PROVIDED PASSAGE:
Monday, June 25, 2007

Boys are so EASY

OOooo he'd be so pissy if he knew I called him a boy. Silly. And yeah he IS easy, but that's not what I'm talking bout today.

*Disclaimer* No offense to men or women I'm sure we are all capable of doing this and in some cases the rolls may even be reversed but this is my story and my mexican. *The end*

We're talking grilling. Ole mexi-ee-doo felt lazy yestaday but mamasita wanted somepin ga-reeeeeiild. I told him hey, no prob. I'll do it myself darrrrling you just watch t.v. Hahahahaahahahhahha. Worked like a charm. Follow me.

He had pants on and was out the door (why yes he was nekkid, that's how I like 'im) and was just "hanging out" before I could even fetch the lighter fluid. I told him to go back inside and that I had it covered but he insisted that he just felt like being outside for a bit. (hahahahahh right pal.)

Anyways I've never actually done the whole stacking and lighting of coal before so he hung out by the street leaning against a car and pretended not to watch me like the cave-man hawk that he was. I did my thang, it's not so hard really and went inside to prep the meat.

STORED DATA:

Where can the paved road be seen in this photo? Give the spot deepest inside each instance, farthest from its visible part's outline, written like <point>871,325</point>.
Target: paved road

WRITTEN INSTRUCTION: Can you return the grilling blog post above word for word, starting at "Boys are so" and ending at "(hahahahahh right pal.)"?

ANSWER IN FULL:
Boys are so EASY

OOooo he'd be so pissy if he knew I called him a boy. Silly. And yeah he IS easy, but that's not what I'm talking bout today.

*Disclaimer* No offense to men or women I'm sure we are all capable of doing this and in some cases the rolls may even be reversed but this is my story and my mexican. *The end*

We're talking grilling. Ole mexi-ee-doo felt lazy yestaday but mamasita wanted somepin ga-reeeeeiild. I told him hey, no prob. I'll do it myself darrrrling you just watch t.v. Hahahahaahahahhahha. Worked like a charm. Follow me.

He had pants on and was out the door (why yes he was nekkid, that's how I like 'im) and was just "hanging out" before I could even fetch the lighter fluid. I told him to go back inside and that I had it covered but he insisted that he just felt like being outside for a bit. (hahahahahh right pal.)